══ Dataset entries

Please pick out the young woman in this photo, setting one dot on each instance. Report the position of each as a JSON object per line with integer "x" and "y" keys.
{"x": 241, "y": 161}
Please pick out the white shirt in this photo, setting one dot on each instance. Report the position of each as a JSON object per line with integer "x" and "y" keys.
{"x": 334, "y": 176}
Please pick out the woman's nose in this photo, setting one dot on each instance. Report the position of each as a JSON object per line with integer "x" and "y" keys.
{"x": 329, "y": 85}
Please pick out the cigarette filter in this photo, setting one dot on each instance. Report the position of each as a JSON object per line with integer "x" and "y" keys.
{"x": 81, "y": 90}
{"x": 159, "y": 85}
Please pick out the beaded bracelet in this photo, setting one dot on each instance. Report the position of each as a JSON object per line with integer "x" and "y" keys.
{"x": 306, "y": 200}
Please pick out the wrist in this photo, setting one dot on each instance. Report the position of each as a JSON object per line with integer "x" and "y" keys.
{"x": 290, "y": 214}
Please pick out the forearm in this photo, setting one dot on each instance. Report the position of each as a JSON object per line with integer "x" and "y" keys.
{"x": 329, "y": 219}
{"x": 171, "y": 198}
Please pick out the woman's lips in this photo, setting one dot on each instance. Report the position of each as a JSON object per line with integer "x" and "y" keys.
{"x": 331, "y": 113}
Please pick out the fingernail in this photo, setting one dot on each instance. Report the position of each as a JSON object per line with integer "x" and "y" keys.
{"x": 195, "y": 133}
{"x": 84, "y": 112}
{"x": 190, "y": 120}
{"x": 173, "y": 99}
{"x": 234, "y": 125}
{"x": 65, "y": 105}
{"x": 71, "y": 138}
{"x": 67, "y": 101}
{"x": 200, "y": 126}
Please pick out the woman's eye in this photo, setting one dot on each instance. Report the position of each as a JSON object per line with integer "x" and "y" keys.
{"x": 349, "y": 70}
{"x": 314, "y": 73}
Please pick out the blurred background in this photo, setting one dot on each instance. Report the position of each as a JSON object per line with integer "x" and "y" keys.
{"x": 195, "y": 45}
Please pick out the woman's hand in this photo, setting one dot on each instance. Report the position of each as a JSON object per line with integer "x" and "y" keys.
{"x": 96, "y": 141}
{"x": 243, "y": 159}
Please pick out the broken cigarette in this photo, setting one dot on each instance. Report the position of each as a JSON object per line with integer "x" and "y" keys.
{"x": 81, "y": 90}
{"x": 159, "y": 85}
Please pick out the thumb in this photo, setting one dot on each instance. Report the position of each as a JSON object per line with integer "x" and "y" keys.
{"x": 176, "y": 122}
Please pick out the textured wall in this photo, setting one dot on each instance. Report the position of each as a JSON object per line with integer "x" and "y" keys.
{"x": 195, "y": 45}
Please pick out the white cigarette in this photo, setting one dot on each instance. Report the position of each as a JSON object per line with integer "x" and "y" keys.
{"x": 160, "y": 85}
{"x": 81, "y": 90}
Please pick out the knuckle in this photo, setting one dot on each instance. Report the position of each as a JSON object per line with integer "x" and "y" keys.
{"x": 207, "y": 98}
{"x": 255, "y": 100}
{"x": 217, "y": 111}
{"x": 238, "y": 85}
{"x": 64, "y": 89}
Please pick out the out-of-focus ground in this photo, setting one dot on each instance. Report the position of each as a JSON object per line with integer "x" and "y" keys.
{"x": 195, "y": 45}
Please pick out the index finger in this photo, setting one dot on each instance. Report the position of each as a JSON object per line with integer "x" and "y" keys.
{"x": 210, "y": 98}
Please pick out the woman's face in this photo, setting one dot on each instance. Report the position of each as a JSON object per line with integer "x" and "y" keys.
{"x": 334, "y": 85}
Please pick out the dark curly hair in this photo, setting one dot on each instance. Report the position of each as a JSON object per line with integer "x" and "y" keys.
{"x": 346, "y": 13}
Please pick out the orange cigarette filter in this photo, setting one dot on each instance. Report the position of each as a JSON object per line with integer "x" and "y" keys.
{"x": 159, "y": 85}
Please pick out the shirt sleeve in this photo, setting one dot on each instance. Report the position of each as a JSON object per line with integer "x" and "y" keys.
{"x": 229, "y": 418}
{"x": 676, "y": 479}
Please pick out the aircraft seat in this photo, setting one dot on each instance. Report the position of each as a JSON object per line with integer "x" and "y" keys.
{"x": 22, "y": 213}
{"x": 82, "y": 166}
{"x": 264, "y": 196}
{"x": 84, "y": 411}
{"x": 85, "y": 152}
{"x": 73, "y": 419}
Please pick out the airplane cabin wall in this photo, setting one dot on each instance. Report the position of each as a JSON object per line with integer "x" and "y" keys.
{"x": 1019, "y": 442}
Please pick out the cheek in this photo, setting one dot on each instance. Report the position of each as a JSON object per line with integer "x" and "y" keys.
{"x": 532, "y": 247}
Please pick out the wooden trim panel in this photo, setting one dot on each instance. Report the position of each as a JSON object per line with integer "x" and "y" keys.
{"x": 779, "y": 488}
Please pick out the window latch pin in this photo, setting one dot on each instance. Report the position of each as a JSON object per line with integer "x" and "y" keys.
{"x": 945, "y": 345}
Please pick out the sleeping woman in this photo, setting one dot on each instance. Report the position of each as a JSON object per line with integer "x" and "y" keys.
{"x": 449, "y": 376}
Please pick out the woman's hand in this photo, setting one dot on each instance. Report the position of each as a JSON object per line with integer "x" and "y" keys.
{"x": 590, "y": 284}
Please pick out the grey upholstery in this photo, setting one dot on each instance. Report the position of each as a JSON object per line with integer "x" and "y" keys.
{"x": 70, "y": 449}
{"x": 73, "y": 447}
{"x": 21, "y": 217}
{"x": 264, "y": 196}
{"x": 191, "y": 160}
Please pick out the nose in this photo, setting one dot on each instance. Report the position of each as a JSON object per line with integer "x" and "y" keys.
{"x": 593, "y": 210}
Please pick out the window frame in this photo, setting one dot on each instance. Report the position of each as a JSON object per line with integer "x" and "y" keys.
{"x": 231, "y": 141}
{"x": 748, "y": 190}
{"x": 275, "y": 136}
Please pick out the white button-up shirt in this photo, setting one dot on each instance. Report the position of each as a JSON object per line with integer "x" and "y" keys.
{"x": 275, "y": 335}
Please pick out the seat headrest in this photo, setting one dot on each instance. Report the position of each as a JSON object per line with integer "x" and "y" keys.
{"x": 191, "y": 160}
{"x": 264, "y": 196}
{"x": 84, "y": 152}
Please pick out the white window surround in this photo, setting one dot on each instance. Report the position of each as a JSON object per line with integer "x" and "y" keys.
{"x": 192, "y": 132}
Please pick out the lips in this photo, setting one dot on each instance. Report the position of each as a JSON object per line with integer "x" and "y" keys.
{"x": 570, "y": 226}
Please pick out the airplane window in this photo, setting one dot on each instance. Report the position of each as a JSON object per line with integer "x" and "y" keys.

════

Repeat only the lines running from the line that contains "Please pick out the window frame" through the last line above, inclusive.

- Solution to this exercise
Please pick out the window frame in this photo, setting one dot on each instance. Report the position of each as a JSON object per line with integer "x" and "y" keys.
{"x": 231, "y": 141}
{"x": 748, "y": 190}
{"x": 275, "y": 136}
Please pick out the white button-up shirt in this photo, setting one dot on each instance. Report the position of each as a JSON object per line with integer "x" and "y" keys.
{"x": 275, "y": 335}
Please pick out the seat headrest in this photo, setting one dot on each instance. Report the position of each as a JSON object per line with integer "x" and "y" keys.
{"x": 191, "y": 160}
{"x": 264, "y": 196}
{"x": 84, "y": 152}
Please pick out the white window surround in this photo, setting one dot on each instance. Report the position of each as a JSON object per line with integer "x" and "y" keys.
{"x": 192, "y": 132}
Please pick out the lips in this photo, setting one dot on each instance. Report the position of each as a JSON object per line with integer "x" and "y" keys.
{"x": 570, "y": 226}
Please pick out the airplane window in this photo, setting one dot on each instance. Report the position of each as a JSON object per line with integer "x" and "y" keys.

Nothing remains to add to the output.